-- TASK GOAL --
Transcribe each line below without altering anything.

(Stored data)

■ ■ ■ ■ ■ ■ ■

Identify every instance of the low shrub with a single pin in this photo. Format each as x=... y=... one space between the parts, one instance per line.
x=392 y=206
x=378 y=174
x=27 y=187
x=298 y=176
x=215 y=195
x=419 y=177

■ ■ ■ ■ ■ ■ ■

-- RESULT OF THE TASK --
Identify every instance of the low shrub with a single pin in this photo. Format each as x=... y=... one space between the parts, one instance per line.
x=392 y=206
x=378 y=174
x=27 y=187
x=298 y=176
x=215 y=195
x=419 y=177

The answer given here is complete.